**Assignment:** Your task is to reproduce, exactly and only, the lines running from the line containing "I would be grateful if you could mark the small" to the end of the data below, both included.

━━━ Dataset

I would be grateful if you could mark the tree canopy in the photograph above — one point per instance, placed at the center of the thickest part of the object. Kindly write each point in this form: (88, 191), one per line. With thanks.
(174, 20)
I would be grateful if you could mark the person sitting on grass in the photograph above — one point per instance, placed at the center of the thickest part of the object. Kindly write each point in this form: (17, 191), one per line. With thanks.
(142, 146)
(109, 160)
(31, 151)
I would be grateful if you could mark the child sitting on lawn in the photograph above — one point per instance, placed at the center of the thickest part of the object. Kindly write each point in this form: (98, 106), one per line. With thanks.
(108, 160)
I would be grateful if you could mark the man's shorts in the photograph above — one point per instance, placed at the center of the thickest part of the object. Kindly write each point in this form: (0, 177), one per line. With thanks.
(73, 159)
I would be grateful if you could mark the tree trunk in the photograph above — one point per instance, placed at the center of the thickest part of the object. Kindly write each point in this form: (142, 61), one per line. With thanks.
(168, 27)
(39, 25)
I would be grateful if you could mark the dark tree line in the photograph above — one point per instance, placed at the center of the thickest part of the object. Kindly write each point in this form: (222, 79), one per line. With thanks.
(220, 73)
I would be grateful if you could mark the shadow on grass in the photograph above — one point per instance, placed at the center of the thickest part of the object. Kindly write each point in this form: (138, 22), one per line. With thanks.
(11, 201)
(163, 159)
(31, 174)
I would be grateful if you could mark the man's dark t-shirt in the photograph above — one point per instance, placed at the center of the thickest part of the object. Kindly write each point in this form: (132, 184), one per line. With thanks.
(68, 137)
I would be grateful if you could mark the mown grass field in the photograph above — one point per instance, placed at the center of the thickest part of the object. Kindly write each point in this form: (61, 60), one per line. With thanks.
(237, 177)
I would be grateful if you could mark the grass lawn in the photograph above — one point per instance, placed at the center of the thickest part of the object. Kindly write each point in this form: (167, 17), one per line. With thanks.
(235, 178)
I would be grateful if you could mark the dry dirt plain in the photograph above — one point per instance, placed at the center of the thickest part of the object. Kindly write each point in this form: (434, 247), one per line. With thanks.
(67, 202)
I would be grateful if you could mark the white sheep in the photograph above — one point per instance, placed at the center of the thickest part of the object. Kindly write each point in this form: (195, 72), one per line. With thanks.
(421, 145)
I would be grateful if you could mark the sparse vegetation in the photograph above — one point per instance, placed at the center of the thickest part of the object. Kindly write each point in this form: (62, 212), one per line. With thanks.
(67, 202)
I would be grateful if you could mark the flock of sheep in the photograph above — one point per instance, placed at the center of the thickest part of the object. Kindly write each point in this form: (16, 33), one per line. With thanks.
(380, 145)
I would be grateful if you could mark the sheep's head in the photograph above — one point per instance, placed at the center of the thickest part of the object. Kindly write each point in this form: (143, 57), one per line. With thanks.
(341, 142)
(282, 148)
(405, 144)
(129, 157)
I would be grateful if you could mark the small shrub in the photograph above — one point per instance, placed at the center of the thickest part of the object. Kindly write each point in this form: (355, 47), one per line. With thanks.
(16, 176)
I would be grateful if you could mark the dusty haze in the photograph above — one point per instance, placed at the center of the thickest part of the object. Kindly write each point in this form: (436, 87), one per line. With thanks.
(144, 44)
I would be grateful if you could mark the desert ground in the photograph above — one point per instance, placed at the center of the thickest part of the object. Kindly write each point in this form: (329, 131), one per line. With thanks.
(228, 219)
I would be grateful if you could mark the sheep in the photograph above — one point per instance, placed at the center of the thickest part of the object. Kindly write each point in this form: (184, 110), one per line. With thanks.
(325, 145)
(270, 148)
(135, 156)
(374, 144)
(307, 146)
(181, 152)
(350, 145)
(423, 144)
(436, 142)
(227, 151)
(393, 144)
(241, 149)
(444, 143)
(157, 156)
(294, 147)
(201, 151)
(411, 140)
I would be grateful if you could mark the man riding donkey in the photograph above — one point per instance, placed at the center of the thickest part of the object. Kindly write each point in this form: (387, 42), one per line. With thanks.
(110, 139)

━━━━━━

**Reply:**
I would be grateful if you could mark the small shrub in the photograph above — one point per instance, placed at the center of the thickest part of the object. Kindly write each point in this form: (355, 47), one per line. With thanks.
(16, 176)
I would be grateful if you could mark the dusty haze in the photograph above — one point per instance, placed at the center of the thickest part of the object. Kindly write each point in this form: (436, 87), one per line. With thanks.
(144, 44)
I would be grateful if you could mark the desert ground in the photograph above — one point per instance, placed at the center of the thickest part of the object. Kindly write each point in this form: (329, 131), one per line. With thanks.
(228, 219)
I would be grateful if you could mark the sheep in the photograph above — one point per instance, placed at the center of the thickest part of the object. Kindly write each point in this form: (184, 110), one per line. With thanks.
(325, 145)
(270, 148)
(135, 156)
(374, 144)
(307, 146)
(181, 152)
(350, 145)
(423, 144)
(436, 142)
(227, 151)
(393, 144)
(241, 149)
(444, 143)
(157, 156)
(294, 147)
(201, 151)
(411, 140)
I would be grateful if you could mark the man riding donkey in the photograph above — one point per instance, placed at the center of the thickest part of the object. Kindly write each point in this form: (387, 42), one per line. With thanks.
(110, 139)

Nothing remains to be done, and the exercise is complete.